A Rhinelander High School junior is taking to social media to encouraging her classmates to take part in national walkout tomorrow morning aimed at protesting gun violence and commemorating the one-month anniversary of the shooting at Marjory Stoneman Douglas High School in Parkland, Florida that left 17 people dead and several wounded.
Part of the #Enough movement that has seen the survivors of the shooting become impassioned spokespersons for common sense gun law reform, the event grew out of the youth branch of the Woman's March group. What started as a single planned event quickly grew to thousands of planned walkouts that are scheduled to start at 10 a.m. in every time zone in the country and last for 17 minutes, one minute for each person killed in the Florida shooting.
"Students and staff have the right to teach and learn in an environment free from the worry of being gunned down in their classrooms or on their way home from school," the group says on their Facebook page calling for the walkout. "Parents have the right to send their kids to school in the mornings and see them home alive at the end of the day."
RHS junior Emma Hjelle is one of the local organizers and has taken to Facebook to spread word about the walkout.
"There are two parts to the march," she said. "The first is the narrative of reforming gun control in this country. And the second part, which is the main basis, in my heart, is it for remembering and accounting for the 17 victims of the Parkland school shooting."
The #Enough student movement started with a single announced event that went viral thanks to social media.
"I saw it on social media and I have a few friends in Madison at a couple different schools who are marching to the capital and marching to the parks in protests and stuff," Hjelle said. "But at first, I didn't really think anything of it."
As student council president, a classmate asked Hjelle if the student council would be doing anything in conjunction with the walkout.
"I talked to a few other people in the locker room after our soccer workout and a lot of other people in the locker room were interested," she said. "I talked to some other friends and I realized that there was a definite interest, but so many of my peers didn't know how to do about participating in this. So I talked to the student council advisor Mrs. (Ali) Johnson and she sent me a few links and said it was a student run thing, so if you want to do it, it's kind of on you."
Hjelle said she then went to the high school and district administration to get approval.
School District of Rhinelander superintendent Kelli Jacobi said the district is prepared in the event the organizers go through with their plans.
"The principals have been on this. I met with them so that they were up to speed on the whole situation and the articles that have come out and the importance of supporting them (the students) if they chose to do so," Jacobi said. "Obviously we can't force them to, so we have to have supervision in multiple locations so that all of our staff is outside. We are working with them (the student organizers) so that they go into it with a plan."

SUPPLIED DATA:
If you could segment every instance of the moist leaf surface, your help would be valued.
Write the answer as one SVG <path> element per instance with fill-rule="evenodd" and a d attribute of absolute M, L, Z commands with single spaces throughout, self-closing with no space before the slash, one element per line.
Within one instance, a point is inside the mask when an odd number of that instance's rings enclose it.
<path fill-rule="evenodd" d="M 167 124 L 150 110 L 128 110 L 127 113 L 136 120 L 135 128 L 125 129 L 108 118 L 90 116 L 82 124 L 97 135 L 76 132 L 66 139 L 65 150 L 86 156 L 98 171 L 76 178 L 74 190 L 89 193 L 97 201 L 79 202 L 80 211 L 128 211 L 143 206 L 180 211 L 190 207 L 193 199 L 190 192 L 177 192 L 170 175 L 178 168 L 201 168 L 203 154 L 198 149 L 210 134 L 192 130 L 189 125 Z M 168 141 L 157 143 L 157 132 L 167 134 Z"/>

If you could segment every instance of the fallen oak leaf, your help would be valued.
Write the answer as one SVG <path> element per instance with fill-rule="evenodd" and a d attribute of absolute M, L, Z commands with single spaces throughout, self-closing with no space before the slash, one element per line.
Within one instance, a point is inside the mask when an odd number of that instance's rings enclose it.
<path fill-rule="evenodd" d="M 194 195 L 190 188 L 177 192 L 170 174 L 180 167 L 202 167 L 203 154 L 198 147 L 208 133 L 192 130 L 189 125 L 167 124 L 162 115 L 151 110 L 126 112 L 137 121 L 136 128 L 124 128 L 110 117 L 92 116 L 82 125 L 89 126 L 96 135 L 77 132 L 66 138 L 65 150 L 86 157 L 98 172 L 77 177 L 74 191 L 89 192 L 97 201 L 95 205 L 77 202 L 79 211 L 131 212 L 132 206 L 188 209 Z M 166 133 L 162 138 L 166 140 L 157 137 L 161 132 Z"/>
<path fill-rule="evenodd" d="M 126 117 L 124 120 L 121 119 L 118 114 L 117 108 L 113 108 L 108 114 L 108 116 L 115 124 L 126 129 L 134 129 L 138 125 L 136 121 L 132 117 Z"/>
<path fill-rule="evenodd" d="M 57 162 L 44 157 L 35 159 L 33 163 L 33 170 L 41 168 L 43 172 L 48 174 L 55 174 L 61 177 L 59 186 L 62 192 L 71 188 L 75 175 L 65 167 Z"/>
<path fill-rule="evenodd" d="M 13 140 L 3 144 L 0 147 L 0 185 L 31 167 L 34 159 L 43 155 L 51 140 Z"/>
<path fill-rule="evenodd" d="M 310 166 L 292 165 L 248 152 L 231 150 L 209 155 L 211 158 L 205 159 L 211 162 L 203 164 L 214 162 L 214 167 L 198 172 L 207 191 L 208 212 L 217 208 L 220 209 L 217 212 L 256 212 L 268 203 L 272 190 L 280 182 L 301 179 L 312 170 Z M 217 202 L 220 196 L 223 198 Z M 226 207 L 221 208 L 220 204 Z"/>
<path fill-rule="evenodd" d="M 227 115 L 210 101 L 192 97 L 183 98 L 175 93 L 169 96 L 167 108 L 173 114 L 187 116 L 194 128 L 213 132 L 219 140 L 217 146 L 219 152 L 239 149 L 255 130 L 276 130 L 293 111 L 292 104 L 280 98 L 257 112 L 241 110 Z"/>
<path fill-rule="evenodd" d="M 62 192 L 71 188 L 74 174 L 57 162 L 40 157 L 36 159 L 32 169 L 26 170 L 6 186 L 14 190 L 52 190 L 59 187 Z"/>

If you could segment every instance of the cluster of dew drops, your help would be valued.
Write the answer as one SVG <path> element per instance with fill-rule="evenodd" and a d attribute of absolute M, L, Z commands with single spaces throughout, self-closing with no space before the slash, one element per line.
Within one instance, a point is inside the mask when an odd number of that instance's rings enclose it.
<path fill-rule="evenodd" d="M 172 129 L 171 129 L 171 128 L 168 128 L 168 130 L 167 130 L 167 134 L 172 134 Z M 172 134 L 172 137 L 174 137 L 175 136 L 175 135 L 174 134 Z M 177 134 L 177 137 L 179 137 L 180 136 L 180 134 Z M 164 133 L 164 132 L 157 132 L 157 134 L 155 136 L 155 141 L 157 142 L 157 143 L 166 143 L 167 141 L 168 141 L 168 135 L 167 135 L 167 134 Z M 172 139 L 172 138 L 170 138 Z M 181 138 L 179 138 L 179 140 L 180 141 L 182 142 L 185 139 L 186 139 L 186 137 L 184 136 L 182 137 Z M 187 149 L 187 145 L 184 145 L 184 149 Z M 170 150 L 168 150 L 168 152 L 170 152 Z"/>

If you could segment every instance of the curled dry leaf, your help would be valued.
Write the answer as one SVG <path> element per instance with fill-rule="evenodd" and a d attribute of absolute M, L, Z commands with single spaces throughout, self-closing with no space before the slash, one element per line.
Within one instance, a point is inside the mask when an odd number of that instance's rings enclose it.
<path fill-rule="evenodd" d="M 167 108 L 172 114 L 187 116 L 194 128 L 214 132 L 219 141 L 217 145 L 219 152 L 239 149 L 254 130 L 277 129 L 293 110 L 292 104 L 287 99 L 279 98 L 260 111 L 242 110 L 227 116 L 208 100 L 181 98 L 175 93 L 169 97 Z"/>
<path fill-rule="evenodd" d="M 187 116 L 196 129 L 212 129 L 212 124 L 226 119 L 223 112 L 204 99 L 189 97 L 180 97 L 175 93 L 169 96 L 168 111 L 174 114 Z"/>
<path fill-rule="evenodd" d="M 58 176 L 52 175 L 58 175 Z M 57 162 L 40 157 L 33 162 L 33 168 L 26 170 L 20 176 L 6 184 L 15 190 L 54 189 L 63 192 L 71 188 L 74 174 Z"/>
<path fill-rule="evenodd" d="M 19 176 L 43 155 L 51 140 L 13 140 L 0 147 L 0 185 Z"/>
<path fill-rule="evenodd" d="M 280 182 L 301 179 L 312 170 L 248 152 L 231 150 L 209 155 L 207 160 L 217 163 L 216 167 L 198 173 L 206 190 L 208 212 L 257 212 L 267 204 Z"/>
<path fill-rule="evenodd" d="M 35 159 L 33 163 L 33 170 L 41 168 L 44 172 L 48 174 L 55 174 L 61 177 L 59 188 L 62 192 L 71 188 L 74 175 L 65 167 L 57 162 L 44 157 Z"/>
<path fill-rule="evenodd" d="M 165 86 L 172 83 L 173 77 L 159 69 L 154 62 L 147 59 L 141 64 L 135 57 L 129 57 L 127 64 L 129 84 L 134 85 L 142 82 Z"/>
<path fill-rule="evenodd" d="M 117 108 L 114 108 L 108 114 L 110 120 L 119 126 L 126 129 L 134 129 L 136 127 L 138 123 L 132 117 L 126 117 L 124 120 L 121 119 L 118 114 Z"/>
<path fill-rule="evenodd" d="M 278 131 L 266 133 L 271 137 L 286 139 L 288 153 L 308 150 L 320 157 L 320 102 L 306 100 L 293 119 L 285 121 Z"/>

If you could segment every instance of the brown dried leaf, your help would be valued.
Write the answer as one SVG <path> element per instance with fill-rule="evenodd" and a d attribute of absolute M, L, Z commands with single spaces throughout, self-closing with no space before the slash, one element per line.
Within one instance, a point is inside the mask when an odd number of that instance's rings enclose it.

* * *

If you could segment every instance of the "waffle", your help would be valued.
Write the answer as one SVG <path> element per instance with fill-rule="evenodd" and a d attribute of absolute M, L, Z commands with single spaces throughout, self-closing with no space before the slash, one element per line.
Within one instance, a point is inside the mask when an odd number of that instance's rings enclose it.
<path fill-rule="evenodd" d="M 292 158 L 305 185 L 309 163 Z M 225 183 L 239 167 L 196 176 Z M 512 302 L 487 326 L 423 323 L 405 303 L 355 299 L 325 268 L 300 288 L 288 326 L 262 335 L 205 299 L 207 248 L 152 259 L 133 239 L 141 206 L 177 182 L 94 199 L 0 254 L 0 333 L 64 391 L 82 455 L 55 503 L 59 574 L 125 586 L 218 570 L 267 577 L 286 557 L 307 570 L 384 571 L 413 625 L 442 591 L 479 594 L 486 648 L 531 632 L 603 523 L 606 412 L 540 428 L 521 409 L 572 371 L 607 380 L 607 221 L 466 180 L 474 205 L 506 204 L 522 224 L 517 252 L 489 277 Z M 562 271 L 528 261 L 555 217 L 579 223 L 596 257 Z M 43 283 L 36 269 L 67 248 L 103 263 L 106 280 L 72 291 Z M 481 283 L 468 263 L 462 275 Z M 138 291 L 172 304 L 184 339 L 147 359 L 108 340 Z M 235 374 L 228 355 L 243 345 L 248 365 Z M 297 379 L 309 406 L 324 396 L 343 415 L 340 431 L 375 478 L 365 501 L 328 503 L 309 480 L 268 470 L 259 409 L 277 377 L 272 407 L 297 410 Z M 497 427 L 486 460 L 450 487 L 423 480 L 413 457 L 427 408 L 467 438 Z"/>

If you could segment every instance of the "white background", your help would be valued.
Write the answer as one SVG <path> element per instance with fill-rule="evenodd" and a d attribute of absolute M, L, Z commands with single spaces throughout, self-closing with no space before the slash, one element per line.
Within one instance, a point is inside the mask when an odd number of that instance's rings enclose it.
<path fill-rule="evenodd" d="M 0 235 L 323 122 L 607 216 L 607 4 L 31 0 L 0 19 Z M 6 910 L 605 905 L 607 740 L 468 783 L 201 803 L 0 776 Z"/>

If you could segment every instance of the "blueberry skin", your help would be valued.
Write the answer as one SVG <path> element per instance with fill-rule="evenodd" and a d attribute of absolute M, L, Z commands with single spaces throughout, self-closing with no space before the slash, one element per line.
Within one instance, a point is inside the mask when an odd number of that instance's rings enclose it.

EXERCISE OBJECTIVE:
Repeat word for word the part of the walkout article starting at "The #Enough student" and ending at "with the walkout.".

TASK ANSWER:
The #Enough student movement started with a single announced event that went viral thanks to social media.
"I saw it on social media and I have a few friends in Madison at a couple different schools who are marching to the capital and marching to the parks in protests and stuff," Hjelle said. "But at first, I didn't really think anything of it."
As student council president, a classmate asked Hjelle if the student council would be doing anything in conjunction with the walkout.